+++ SOURCE PASSAGE
Great works of art and literature also act as a means to symbolic immortality. Long after we have gone, maybe someone will appreciate the beauty of our work and, in a sense, keep our spirits alive. Monuments stand as eternal reminders of great leaders or human achievements. The pyramids of Egypt still stand 4500 years after they were built in homage to the great pharaohs of that time.

Natural

The German philosopher Rudolf Otto coined the term ‘numinous’, which is that sense of awe or mystery when we fully experience the natural world. It is the tingle you feel when you look up at the night sky or witness the beauty of a snow-capped mountain in the moonlight. It is that feeling that we are a tiny part of an enormous cosmic dance. A dance we have no true understanding of but an appreciation that humbles us. A sense that we are one with the world. Or at least one tiny piece of a universal symphony that lives on in eternity.

Experiential 

The experiential transcendence of death is the hardest to explain. It goes by many names, including ego death, transcendence or enlightenment. It is an experience so intense and all-encompassing that time and self disappear. There is no ‘I’; there is just the universe and a freight train of significance bearing down upon you. Yogis and mystics have encountered it through meditation. Others have used chemicals known as entheogens, including LSD, psilocybin (magic mushrooms) or ayahuasca, to achieve this state. The entheogen-assisted transcendence experience is typically administered by a guide or Shaman who navigates the journey with you. This process has been scientifically investigated, and participants describe it as one of the most significant experiences of their lives—an experience on par with the birth of a child or the death of a parent. The significance of this encounter persisted for decades after the event.
++++++
+++ TASK INPUTS
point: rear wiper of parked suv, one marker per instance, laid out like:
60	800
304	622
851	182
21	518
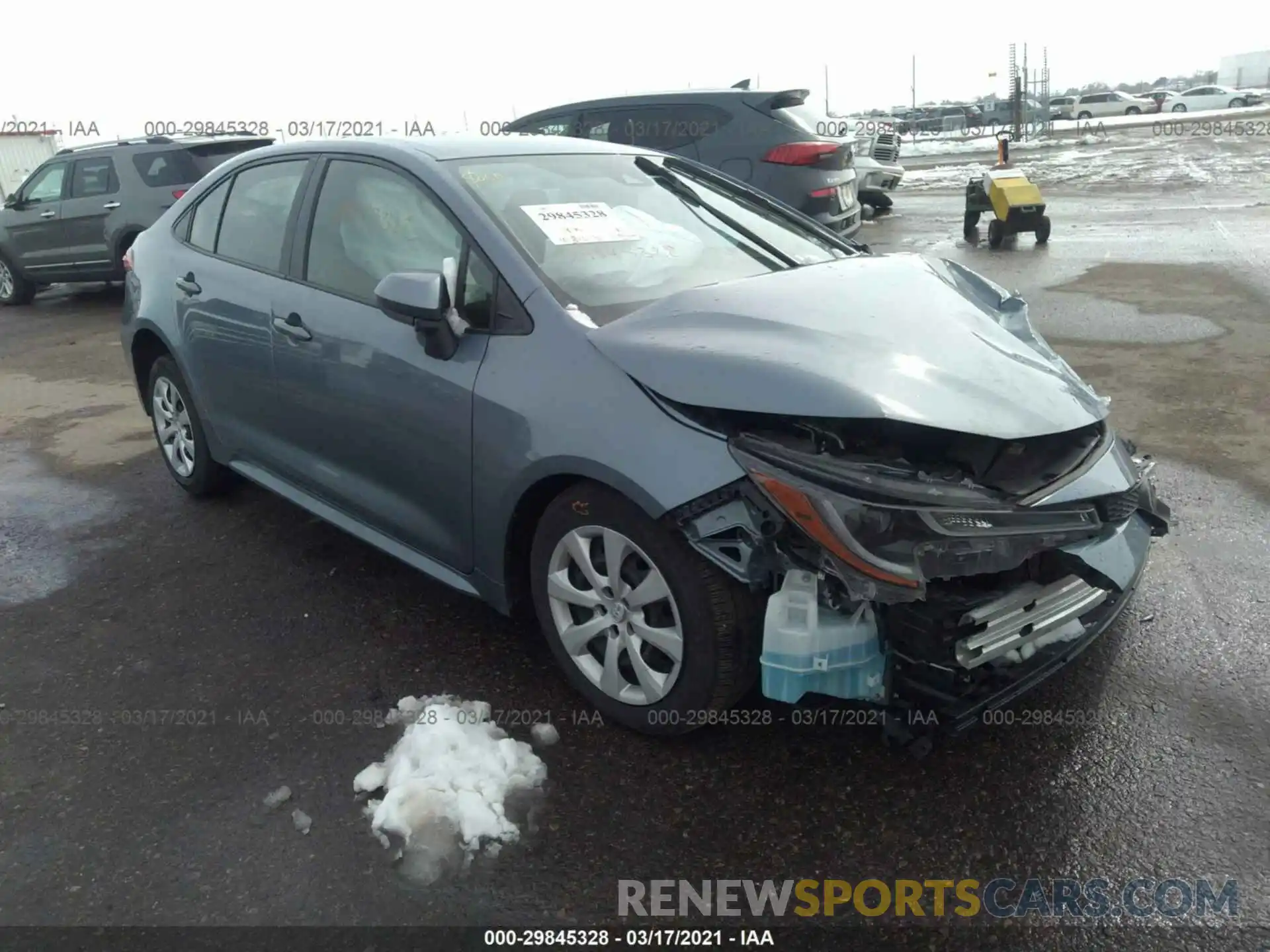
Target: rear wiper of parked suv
686	192
716	178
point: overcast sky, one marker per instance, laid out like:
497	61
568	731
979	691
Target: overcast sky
392	61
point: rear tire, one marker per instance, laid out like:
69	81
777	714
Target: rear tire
716	619
179	433
15	290
996	233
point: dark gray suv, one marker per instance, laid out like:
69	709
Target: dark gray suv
77	215
751	135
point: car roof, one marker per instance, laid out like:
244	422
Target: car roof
444	147
160	143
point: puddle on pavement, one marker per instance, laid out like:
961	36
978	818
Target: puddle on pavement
1171	290
1206	403
1115	323
80	423
42	518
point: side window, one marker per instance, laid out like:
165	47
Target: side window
165	169
476	303
46	184
665	128
93	177
552	126
370	222
254	223
207	218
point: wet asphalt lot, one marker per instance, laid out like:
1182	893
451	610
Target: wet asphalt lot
118	593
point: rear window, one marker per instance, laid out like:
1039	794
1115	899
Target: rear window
185	167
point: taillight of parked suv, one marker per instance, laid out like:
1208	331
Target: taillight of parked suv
++++++
[WHAT YOU WILL DO]:
**1)** Add 58 to every point coordinate in the answers of the stored rows, from the line containing "point: overcast sky, one" up to and including the final line of the rows, and write out all of those lines again, requests included.
**2)** Write what comes next in the passage on transcending death, starting right after its final sentence.
The passage and the stored rows are separate pieces of material.

[THE REPLIES]:
**1)**
point: overcast sky, one marker per instance, laid out like:
497	61
568	731
979	691
Target: overcast sky
450	119
point: rear tire, one marker per instance, laid out like:
69	81
777	714
Target: rear tire
774	677
237	491
73	348
1054	291
point: dark gray suv, one marker per instance, laid out like:
69	709
Target: dark gray suv
135	273
809	193
point: car roof, one marker per instance, laid out like:
244	422
Target: car roof
502	205
218	201
point: puddle on pavement, one marker per instance, laid out like:
961	36
978	818
Target: puddle on pavement
1229	348
1264	461
1173	381
138	481
100	576
point: side window, one marker per instance, laid out like:
165	47
Target: side window
223	227
534	361
104	242
723	186
151	235
610	184
428	280
312	281
265	276
point: wet asphalt lot, one marker per instance, laid out like:
1182	893
451	610
Target: wet asphalt lot
176	651
point: rear window, one marker per instance, laid out like:
1039	794
1115	899
Target: rear window
243	225
point: taillight of parked suv, one marker per instance, laid out like:
1208	331
Target: taillight of parked suv

**2)**
Jan Swart van Groningen - The Triumph of Death. Creative Commons.

On some level, we all seek immortality.

We do so because we fear death.

To dampen our fear of death, we spend much of our lives in the pursuit of achieving ‘literal’ or ‘symbolic’ immortality.

It is what the American philosopher William James described as:

“The worm at the core”.

It is what motivates much of our lives.

You may have taken a leap of faith and pinned your hopes on literal immortality.

You may have seen the quest for symbolic immortality play out in the actions of your own life.

Regardless of which path you choose, we all live in a world of uncertainty where death looms, and our fear of death drives much of what we do.

We can only live by the words of Ernest Becker, author of 'The Denial of Death':

“To live fully is to live with the awareness of the rumble of terror that underlies everything”.

But we must always hold this message in contrast to the words of Marcus Aurelius:

“It is not death that a man should fear, but he should fear never beginning to live.”

The dance between these two perspectives is the art of life.